• Supplied text:
-- Opening Marker --
Thursday, January 26, 2012

Necessary evils

I was recently asked to assemble a program for a small hospital in a rural Western town, much to my delight. I like talking to the users (the people that actually work in and use a space/department/building) and then putting together a list of needed spaces and how big the spaces should be. (That list is called a program.) It's a funny thing to break down something as complex as a hospital into a simple list of rooms and sizes--these spaces all work together in different ways, depending on the size and type of facility. One hospital needs the surgery pick-up near the inpatient nurse station so that post-surgery patients can be watched by the after-hours staff, while another hospital needs a completely separate surgery pick-up from the inpatient functions because they have the after-hours staff to monitor it and don't want to creep out the visitors coming to visit any inpatients.

So having met with the hospital nursing staff, I go back to the office and start assembling the program. I go through the notes I took during the staff meeting. I'm working on the program for the emergency department, which is a department in which truly life-and-death decisions are made and work is done. I look at the notes: body holding room, 80 sf. Not everybody makes it out of the ED on their feet or to a patient room. Sometimes it's too late where they get there. Sometimes they arrive at the ED only for the staff to find out that they have a DNR* order.
-- Closing Marker --
• Exercise instructions:
(1) Does each statement agree with the post about planning a hospital? Answer yes or no for each and quote the words from the post that decide it.
(a) The hospital is located in a rural Western town.
(b) The writer met with the hospital's surgical staff.
(c) The notes list a body holding room of 80 sf.
(2) Answer these questions from the post about planning a hospital.
(a) What is a list of needed spaces and their sizes called?
(b) Which department's program was the writer working on?
(c) Whom does the writer like talking to?
The records that follow come from a separate source.

[Collected data entries]
-- Opening Marker --
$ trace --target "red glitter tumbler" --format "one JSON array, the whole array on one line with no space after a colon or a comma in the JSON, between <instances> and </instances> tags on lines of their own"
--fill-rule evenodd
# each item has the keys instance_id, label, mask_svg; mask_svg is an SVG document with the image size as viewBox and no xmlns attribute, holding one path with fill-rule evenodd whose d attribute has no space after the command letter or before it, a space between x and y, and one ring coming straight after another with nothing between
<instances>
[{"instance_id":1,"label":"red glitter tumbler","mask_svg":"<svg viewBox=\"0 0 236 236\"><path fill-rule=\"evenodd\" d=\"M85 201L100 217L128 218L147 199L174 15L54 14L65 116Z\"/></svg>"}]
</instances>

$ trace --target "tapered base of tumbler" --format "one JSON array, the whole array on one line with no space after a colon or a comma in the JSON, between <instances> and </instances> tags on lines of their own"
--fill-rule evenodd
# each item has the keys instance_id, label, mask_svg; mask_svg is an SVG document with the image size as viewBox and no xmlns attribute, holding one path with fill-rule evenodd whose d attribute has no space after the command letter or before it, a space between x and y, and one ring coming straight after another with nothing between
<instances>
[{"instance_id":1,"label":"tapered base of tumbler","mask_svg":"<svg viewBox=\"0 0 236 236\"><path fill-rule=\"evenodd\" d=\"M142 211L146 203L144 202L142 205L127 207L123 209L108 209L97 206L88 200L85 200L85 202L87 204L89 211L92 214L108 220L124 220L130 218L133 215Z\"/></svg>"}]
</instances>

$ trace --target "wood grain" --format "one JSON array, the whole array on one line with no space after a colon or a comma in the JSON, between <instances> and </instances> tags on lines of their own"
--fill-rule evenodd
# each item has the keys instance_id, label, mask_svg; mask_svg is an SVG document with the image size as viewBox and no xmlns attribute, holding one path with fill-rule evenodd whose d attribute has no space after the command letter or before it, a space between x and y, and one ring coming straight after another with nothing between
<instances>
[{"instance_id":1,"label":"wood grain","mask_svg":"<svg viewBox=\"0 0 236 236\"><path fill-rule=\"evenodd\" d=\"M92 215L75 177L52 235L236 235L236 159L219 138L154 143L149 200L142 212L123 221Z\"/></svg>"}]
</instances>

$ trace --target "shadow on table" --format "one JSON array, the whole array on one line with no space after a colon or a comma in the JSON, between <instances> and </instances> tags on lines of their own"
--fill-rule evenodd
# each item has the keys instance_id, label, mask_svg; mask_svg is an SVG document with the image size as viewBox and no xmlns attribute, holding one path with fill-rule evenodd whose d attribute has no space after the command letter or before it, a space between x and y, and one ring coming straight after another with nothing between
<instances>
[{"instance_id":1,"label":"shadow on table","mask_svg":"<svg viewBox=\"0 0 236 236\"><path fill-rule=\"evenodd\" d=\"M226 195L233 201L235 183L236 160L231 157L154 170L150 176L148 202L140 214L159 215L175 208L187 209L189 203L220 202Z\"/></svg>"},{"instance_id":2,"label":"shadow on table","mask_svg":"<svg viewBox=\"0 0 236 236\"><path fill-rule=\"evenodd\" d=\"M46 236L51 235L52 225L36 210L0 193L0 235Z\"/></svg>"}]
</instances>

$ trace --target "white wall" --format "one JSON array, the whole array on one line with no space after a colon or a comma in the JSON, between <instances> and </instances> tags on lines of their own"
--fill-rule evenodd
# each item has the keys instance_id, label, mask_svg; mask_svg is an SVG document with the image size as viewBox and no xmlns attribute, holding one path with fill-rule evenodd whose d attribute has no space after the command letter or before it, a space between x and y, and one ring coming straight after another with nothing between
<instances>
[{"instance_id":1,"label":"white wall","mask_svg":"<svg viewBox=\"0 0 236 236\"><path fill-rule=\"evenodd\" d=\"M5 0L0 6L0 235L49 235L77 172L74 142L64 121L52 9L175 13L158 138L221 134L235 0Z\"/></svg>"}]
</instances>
-- Closing Marker --
-- Opening Marker --
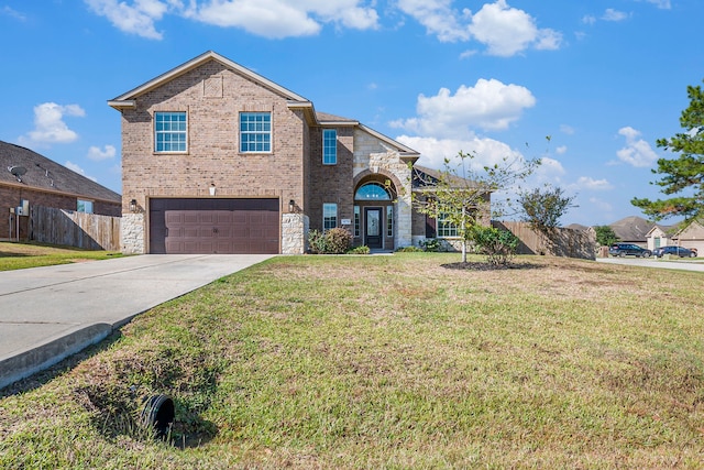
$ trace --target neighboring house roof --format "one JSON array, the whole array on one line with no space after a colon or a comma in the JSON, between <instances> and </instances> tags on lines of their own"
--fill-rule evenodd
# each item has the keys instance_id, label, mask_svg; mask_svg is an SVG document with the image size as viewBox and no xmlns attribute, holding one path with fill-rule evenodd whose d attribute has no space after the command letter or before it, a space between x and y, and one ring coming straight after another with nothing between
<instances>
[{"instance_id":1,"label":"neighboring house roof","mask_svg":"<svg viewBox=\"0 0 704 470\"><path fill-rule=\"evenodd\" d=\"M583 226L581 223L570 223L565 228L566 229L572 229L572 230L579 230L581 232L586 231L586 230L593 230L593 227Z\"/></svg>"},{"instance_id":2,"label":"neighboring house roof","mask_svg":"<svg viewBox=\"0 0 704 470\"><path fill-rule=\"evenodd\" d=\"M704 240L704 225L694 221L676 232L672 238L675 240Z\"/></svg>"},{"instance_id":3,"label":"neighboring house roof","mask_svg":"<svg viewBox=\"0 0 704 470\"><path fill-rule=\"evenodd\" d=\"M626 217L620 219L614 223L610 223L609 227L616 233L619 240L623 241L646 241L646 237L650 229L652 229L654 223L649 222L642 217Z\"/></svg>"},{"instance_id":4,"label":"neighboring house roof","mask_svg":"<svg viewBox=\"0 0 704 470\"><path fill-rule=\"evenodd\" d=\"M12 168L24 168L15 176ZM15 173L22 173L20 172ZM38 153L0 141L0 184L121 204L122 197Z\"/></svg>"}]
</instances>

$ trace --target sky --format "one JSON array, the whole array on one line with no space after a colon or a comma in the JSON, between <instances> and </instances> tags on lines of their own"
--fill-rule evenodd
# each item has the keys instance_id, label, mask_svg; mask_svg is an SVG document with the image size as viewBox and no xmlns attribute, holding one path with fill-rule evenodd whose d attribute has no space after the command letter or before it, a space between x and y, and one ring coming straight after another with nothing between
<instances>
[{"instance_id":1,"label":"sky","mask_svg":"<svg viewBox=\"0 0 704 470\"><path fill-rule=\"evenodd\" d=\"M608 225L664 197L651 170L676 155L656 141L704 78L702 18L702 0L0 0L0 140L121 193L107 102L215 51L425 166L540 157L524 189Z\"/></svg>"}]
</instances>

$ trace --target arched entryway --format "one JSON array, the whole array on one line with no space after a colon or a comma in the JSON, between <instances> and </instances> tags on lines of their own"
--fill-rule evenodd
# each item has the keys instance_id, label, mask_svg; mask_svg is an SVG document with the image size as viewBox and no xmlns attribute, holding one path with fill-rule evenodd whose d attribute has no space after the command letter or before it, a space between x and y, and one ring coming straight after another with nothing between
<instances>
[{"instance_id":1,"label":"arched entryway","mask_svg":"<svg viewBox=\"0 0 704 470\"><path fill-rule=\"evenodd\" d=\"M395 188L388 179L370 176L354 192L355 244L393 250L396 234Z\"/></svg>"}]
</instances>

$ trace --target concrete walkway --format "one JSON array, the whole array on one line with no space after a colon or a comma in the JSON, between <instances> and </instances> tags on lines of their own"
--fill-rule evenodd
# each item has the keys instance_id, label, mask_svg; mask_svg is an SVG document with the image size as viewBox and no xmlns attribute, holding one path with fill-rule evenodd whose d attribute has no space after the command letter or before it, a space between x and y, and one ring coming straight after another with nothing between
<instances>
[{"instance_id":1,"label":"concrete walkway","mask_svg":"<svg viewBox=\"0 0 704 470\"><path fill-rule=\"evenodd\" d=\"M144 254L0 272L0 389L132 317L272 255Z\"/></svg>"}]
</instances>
-- Closing Marker --
-- Opening Marker --
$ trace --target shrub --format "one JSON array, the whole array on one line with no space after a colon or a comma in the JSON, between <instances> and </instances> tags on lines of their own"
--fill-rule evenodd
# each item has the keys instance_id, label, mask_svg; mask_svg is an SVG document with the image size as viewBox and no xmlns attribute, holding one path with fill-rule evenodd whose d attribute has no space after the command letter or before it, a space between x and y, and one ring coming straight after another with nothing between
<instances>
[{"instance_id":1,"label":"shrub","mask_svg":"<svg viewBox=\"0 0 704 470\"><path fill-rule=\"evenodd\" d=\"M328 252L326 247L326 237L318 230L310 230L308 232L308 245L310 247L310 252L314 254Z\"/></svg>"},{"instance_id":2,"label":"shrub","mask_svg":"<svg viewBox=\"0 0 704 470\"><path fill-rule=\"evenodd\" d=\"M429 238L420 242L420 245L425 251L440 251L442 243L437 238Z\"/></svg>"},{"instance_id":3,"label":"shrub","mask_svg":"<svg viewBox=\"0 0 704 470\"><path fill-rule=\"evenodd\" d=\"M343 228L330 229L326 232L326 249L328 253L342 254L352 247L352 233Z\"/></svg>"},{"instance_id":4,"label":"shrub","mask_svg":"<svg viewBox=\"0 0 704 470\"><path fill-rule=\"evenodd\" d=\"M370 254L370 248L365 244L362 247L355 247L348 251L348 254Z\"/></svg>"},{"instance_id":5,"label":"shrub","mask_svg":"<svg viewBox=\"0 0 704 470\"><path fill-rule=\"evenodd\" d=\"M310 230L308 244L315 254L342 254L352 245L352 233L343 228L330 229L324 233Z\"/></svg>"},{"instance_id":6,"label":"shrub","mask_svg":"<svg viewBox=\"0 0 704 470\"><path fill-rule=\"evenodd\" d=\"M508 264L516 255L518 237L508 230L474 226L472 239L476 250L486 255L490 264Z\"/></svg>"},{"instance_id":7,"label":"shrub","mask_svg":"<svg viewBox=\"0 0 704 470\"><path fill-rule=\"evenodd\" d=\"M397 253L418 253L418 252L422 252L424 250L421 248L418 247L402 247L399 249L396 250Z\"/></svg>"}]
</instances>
-- Closing Marker --
• Solutions per task:
(1)
(a) Yes: "a small hospital in a rural Western town"
(b) No: "having met with the hospital nursing staff"
(c) Yes: "body holding room, 80 sf"

(2)
(a) A program.
(b) The emergency department.
(c) The users, the people who actually work in and use a space, department, or building.